[Excerpts of pointing data]
○ ○ ○ ○

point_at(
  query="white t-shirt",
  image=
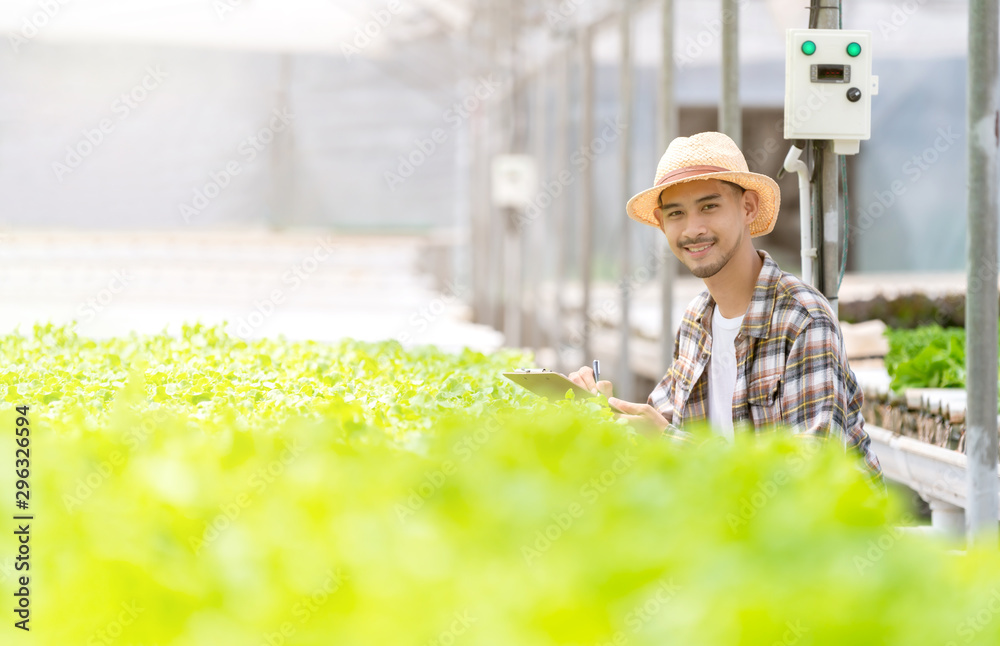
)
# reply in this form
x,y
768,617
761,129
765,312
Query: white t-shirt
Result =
x,y
722,373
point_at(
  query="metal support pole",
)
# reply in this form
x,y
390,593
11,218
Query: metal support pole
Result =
x,y
587,189
513,239
538,275
829,194
668,118
561,203
624,378
480,217
283,206
730,120
981,302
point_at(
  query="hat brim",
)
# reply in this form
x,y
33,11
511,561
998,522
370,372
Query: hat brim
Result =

○ ○ ○ ○

_Task objective:_
Reproduce all of the material with "reply in this form" replaced by "answer in this format" wherever it occurs, leaving everything else unchanged and omitting the pictures.

_Correct response:_
point_at(
  query="white t-shirt",
  image=
)
# answer in this format
x,y
768,617
761,129
765,312
Query: white t-shirt
Result =
x,y
722,373
point_at(
  query="metal support pole",
)
# answer in this format
x,y
390,593
11,218
Query: metal support pole
Result =
x,y
587,189
513,239
538,275
829,194
668,118
561,203
624,378
480,217
283,206
730,120
981,302
point_at(
  query="hat brim",
)
# answer in this format
x,y
33,11
511,561
998,522
370,372
Query: hat brim
Result =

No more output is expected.